**PASSAGE PROVIDED:**
- - - - - - -
Atlantic City Tourism Performance Indicators: Casino Closings Had Mixed Impact in 3rd Quarter

Atlantic City Tourism Performance Indicators (AC-TPI) released by the Lloyd D. Levenson Institute of Gaming, Hospitality and Tourism (LIGHT) at The Richard Stockton College of New Jersey today show the entertainment, dining and hotel segments of the market experienced mixed results in the third quarter, with a strong summer performance giving way to declining numbers in September following the closing of three casinos.

The AC-TPI focuses on three key metrics:  the Atlantic City Luxury Tax, (which reflects the level of resort entertainment spending), the Atlantic City Casino Parking Fee (which reflects transportation levels and spending), and the Atlantic County Hotel Occupancy Fee, (which reflects overnight tourist spending on accommodations.)

“The latest AC-TPI reveals that non-gaming business in the third quarter of 2014 experienced mixed results, hitting new highs in August for the Luxury Tax and Hotel Occupancy Fee,” said Dr. Brian Tyrrell, associate professor of Hospitality and Tourism Management Studies at The Richard Stockton College of New Jersey.  “All three metrics showed double digit declines in the wake of the latest casino closures in September.”

The results for the third quarter of 2014 show:

  • Luxury tax collections were up 20 percent or $800,000; and up 4 percent ($200,000) in August compared with those months in 2013. But September was down 21 percent ($700,000), reflecting the closures of Showboat on Aug. 31, Revel on Sept. 1 and Trump Plaza on Sept. 16.
- - - - - - -
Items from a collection
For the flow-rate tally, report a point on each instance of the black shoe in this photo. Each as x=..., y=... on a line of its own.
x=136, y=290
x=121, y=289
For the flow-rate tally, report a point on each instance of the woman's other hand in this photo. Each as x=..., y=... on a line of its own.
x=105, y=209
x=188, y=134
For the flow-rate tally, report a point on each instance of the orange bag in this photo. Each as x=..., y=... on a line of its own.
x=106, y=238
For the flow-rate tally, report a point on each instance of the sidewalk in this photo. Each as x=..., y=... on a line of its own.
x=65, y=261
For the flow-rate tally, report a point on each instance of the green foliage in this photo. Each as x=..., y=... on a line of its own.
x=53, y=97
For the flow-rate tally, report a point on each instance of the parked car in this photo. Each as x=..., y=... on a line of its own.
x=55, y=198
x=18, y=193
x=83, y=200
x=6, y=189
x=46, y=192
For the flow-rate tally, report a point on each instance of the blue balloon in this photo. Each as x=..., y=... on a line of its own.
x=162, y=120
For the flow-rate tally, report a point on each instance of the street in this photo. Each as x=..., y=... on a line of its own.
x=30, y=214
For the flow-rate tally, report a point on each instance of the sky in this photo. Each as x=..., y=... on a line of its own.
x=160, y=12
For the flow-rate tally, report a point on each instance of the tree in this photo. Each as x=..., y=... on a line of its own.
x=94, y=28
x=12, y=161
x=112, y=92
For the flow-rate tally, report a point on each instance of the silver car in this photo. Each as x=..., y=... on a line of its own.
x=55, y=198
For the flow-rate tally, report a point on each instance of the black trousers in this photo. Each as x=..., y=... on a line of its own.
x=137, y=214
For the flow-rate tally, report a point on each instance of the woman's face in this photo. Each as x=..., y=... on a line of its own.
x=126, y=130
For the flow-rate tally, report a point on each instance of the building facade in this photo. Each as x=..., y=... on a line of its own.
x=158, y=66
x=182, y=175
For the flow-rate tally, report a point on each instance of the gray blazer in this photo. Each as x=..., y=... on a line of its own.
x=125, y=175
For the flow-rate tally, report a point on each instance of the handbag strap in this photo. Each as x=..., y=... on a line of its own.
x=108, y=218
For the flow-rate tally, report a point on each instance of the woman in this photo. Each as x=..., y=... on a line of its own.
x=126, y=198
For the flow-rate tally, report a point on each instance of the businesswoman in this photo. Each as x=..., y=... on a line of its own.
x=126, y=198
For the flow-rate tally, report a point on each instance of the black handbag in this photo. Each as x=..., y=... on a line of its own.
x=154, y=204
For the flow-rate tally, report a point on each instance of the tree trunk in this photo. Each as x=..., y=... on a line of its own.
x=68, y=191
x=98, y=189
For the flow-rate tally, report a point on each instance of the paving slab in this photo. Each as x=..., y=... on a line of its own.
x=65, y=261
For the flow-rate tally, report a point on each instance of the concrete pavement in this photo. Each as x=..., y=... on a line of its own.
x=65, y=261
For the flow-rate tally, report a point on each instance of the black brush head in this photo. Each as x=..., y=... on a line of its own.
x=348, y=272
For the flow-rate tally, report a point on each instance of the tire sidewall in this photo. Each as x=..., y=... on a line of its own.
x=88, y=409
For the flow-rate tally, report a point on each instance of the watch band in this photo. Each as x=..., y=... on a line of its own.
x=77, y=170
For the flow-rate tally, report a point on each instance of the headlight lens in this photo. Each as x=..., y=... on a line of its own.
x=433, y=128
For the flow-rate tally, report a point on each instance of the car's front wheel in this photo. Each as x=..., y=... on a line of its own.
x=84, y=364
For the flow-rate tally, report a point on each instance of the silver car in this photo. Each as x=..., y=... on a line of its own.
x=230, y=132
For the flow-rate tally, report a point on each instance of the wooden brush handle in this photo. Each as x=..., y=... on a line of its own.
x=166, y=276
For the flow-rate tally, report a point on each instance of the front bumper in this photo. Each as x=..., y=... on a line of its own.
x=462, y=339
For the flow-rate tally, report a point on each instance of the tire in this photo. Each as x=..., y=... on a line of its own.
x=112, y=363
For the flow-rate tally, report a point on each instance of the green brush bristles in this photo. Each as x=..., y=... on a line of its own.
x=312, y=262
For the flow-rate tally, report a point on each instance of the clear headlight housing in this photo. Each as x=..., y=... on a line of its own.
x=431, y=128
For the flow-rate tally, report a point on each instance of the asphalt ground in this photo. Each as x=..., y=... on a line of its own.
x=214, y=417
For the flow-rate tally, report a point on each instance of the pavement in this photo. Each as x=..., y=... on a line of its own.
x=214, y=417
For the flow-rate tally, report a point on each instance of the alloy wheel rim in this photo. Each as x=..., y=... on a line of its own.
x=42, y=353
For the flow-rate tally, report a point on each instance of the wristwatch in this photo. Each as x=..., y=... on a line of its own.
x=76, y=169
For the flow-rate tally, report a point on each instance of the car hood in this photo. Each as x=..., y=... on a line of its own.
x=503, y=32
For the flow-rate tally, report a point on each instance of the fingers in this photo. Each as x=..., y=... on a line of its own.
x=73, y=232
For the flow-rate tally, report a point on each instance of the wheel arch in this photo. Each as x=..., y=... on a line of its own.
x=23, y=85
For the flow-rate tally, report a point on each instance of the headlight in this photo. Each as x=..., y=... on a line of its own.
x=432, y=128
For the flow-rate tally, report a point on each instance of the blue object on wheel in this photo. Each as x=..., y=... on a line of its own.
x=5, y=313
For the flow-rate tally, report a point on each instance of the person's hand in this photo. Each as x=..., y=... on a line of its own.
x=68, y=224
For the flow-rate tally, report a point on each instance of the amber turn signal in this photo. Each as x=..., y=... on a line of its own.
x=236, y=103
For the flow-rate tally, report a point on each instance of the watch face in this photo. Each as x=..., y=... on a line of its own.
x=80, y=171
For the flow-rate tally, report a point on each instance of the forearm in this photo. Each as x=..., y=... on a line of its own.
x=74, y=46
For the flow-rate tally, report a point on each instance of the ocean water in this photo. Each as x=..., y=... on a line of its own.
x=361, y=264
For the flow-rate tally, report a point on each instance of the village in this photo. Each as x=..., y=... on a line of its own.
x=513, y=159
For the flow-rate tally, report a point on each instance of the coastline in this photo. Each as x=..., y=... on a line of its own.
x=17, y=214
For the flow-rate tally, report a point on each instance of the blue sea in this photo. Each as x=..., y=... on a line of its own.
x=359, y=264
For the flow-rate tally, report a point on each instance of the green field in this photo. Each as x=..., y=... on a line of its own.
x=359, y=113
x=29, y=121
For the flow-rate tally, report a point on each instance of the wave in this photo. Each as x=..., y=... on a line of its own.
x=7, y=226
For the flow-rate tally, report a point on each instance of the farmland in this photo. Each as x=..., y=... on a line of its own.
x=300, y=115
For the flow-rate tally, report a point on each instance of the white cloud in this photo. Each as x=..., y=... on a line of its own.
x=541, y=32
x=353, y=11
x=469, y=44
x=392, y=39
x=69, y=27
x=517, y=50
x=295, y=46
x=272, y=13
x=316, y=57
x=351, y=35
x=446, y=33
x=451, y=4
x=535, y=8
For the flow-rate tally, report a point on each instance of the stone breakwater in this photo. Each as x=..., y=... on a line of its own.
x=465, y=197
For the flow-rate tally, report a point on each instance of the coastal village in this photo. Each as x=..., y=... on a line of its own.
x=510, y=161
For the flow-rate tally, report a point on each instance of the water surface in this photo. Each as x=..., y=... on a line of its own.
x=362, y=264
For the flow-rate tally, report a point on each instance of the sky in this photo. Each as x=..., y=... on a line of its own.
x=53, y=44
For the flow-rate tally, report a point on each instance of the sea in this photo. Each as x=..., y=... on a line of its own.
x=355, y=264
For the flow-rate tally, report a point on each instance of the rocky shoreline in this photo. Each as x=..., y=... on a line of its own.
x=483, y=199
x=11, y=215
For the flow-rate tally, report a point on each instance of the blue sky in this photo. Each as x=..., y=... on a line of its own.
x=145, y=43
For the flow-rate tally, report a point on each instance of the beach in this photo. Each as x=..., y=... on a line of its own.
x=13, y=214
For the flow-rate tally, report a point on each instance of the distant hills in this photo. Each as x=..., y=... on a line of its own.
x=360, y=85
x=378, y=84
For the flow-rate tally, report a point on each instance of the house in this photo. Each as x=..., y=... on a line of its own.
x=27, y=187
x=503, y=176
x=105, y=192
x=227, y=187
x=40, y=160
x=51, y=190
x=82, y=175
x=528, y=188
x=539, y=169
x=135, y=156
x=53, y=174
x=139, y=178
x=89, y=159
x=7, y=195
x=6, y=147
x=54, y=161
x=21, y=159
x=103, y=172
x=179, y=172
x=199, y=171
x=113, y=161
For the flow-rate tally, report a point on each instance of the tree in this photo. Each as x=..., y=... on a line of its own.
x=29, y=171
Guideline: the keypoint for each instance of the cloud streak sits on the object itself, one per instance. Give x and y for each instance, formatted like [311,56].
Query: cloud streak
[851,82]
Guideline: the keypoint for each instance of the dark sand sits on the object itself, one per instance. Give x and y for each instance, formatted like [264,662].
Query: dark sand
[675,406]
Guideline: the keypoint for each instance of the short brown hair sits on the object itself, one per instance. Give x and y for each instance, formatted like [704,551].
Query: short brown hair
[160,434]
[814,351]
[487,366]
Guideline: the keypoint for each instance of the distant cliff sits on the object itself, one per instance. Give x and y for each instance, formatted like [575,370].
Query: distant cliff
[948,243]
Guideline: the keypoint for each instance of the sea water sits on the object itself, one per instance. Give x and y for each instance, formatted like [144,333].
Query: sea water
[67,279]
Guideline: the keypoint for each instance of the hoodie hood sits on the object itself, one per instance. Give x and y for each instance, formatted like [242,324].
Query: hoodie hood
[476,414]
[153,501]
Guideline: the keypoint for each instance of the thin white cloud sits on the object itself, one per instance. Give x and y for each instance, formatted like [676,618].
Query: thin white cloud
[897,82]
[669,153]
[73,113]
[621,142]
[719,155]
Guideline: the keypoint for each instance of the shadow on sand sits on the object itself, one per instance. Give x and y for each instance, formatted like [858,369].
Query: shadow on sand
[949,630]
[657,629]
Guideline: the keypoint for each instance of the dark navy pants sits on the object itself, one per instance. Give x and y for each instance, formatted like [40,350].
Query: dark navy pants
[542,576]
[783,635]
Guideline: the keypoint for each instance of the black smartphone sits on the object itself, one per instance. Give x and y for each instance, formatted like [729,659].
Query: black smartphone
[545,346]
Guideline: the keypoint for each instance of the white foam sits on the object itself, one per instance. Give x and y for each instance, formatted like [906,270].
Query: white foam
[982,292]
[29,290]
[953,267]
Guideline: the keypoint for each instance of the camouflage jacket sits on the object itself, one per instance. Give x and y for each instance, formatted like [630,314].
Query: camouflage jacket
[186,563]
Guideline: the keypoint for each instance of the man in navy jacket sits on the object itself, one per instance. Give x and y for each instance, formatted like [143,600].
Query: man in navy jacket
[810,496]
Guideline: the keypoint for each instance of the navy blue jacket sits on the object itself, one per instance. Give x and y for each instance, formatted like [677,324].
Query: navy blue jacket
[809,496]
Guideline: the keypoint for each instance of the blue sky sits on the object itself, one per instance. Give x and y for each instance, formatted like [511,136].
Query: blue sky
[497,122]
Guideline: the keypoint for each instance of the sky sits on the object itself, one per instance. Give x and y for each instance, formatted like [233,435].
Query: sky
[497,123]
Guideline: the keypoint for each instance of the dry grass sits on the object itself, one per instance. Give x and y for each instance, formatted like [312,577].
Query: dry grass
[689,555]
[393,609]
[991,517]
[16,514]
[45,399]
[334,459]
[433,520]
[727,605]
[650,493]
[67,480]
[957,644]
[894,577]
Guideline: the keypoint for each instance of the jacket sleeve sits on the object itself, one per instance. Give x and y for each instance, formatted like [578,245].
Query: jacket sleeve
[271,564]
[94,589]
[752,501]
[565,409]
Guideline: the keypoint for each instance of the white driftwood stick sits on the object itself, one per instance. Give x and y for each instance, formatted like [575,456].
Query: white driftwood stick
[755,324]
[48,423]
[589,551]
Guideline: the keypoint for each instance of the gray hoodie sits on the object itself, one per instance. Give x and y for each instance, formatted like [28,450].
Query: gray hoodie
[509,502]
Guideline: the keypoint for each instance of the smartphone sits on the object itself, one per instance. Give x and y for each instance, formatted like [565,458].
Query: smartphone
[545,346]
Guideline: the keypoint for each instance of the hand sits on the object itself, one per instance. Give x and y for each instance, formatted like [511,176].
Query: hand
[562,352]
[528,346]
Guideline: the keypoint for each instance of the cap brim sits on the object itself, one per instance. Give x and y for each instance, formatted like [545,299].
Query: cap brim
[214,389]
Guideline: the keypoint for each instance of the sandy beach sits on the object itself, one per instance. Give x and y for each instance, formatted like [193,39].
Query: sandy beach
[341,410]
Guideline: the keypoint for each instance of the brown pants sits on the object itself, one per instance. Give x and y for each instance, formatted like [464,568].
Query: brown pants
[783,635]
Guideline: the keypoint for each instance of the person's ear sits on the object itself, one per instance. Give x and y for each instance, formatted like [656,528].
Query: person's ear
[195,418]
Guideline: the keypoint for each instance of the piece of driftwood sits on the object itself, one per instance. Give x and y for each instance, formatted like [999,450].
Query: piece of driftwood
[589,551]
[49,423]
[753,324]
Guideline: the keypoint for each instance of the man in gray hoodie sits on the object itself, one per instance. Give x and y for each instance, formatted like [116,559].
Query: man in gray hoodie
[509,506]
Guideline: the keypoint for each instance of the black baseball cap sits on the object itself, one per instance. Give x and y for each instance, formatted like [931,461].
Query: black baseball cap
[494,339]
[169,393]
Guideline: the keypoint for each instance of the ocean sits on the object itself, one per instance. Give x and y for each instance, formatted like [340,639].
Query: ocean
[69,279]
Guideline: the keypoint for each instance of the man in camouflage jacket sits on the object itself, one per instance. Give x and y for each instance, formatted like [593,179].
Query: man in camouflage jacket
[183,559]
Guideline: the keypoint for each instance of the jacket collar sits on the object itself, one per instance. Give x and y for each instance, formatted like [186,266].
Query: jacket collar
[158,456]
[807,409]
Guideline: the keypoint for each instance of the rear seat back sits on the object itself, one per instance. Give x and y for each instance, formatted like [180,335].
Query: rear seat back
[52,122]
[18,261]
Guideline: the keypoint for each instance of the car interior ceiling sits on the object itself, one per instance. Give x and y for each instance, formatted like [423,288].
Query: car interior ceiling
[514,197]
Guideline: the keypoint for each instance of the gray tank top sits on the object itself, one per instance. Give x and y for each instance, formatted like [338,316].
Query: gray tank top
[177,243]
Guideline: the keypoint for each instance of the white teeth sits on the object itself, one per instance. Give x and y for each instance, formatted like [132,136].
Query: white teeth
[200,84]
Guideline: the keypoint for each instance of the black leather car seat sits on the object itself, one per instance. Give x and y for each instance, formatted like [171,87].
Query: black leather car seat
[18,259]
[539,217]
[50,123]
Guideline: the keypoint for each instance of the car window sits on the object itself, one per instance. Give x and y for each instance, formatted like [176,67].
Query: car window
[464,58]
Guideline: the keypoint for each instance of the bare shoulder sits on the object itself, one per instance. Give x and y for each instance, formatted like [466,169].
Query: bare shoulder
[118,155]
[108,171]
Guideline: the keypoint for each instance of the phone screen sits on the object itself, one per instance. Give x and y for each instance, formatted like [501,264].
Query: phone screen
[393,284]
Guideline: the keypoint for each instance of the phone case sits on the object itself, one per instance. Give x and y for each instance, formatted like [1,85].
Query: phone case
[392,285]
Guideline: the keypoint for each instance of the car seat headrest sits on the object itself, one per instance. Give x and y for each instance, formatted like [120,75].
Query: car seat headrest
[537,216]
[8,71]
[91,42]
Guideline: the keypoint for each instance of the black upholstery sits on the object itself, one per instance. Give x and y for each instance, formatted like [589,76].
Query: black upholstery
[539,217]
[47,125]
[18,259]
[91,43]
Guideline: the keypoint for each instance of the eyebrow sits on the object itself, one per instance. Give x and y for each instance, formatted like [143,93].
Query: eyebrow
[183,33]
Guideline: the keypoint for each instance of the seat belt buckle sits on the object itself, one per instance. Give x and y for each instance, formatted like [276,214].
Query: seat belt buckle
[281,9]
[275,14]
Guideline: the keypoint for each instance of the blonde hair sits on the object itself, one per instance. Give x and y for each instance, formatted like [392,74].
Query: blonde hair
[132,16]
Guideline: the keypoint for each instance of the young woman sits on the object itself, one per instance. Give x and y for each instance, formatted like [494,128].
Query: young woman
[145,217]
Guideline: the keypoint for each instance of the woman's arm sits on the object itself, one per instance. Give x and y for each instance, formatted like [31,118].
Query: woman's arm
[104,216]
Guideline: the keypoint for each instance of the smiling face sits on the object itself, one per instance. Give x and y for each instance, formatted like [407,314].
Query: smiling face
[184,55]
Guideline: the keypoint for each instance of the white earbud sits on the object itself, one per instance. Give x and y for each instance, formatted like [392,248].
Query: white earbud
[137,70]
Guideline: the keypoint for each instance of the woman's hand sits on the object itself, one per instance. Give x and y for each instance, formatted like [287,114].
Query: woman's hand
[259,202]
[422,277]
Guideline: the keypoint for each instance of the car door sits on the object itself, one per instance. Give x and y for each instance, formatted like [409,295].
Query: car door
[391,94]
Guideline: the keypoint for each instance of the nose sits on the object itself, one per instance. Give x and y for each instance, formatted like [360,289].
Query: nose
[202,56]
- - - - - - -
**EXPLORE THE MATERIAL:**
[1] Quote the stretch of the Atlantic City tourism article from "Atlantic City Tourism Performance Indicators (AC-TPI)" through "spending on accommodations.)".
[2] Write the next part of the Atlantic City tourism article, starting after its last sentence.
The items above are not needed for any of the work asked here.

**REPLIES:**
[1]
Atlantic City Tourism Performance Indicators (AC-TPI) released by the Lloyd D. Levenson Institute of Gaming, Hospitality and Tourism (LIGHT) at The Richard Stockton College of New Jersey today show the entertainment, dining and hotel segments of the market experienced mixed results in the third quarter, with a strong summer performance giving way to declining numbers in September following the closing of three casinos.

The AC-TPI focuses on three key metrics:  the Atlantic City Luxury Tax, (which reflects the level of resort entertainment spending), the Atlantic City Casino Parking Fee (which reflects transportation levels and spending), and the Atlantic County Hotel Occupancy Fee, (which reflects overnight tourist spending on accommodations.)

[2]
  • The Casino Parking Fee, which has been trending downward since the introduction of gaming in Pennsylvania in 2006, slumped 22.8 percent in September. Parking fee receipts were $1.9 million compared to $2.4 million in September 2013. Only November 2012, the month after Hurricane Sandy hit, showed a larger monthly decline. July and August parking fees were also down.
  • The Atlantic County Hotel Occupancy Fee hit a new record in August, up 10.6 percent with $843,000, compared to $763,000 collected the previous August.
  • In September, the Hotel Occupancy Fee fell to $393,000, down 15.9 percent from the previous year’s $476,000. However, the gains in July and August were enough to offset this for a quarterly increase of $100,000, or 2.9 percent over the same quarter in 2013.

“While three out of Atlantic City’s 11 casinos closed in the third quarter, the city retains its position as the largest concentration of casino gaming in the United States outside of Nevada,” said Dr. Israel Posner, executive director of LIGHT.

“The Lloyd D. Levenson Institute at Stockton is pleased to continue to play its role as the premier source of information and analysis on hospitality, gaming and tourism industries in the South Jersey Region,” he added.